#### [Your assignment]
For each line of the listing that includes the word "statue", show the whole line.

#### [Provided information]
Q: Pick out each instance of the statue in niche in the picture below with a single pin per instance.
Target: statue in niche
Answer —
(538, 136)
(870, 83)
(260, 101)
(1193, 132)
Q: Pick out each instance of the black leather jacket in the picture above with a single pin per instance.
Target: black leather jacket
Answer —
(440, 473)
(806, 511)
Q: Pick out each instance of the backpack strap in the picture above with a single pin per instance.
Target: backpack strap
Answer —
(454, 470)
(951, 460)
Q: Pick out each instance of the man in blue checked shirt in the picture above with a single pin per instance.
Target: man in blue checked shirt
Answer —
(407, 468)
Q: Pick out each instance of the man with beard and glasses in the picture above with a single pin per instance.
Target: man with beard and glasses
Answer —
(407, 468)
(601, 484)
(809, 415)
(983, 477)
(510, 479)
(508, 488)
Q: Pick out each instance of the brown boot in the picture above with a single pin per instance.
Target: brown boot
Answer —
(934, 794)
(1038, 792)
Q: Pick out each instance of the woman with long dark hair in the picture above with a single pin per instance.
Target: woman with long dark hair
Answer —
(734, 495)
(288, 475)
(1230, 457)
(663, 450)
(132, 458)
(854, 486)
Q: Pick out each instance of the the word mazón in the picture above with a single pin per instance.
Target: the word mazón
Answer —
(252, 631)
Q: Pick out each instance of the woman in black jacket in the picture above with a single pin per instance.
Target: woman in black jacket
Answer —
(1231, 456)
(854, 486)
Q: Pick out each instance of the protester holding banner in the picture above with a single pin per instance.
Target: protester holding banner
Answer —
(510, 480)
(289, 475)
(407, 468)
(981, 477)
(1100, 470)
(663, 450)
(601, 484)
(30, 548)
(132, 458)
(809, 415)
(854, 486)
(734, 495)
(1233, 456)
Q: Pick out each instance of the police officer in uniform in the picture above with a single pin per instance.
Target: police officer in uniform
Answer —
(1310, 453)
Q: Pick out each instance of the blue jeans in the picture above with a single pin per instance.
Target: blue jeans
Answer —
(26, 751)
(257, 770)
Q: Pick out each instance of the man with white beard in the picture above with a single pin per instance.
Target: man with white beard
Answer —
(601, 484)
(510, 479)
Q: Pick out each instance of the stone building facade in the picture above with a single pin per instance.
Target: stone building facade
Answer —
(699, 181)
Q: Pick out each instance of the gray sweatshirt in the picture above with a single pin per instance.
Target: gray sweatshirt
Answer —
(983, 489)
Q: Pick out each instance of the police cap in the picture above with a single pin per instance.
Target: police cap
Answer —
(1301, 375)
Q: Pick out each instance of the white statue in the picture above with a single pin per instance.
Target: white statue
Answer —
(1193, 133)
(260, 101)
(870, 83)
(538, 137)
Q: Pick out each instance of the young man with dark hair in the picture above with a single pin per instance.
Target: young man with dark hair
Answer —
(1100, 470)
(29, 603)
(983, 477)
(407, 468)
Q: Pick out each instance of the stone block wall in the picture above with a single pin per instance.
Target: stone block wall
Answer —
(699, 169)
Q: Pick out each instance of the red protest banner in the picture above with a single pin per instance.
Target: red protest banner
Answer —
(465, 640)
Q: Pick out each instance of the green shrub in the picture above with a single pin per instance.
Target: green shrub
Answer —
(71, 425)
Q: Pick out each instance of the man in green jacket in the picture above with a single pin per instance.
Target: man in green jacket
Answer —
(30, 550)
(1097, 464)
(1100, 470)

#### [Response]
Q: Pick out each instance of the statue in niche in the picture below with a single pin per instance.
Target: statue in niche
Q: Pick out each instance of the white statue in the picture above with a single pin per instance.
Target: white statue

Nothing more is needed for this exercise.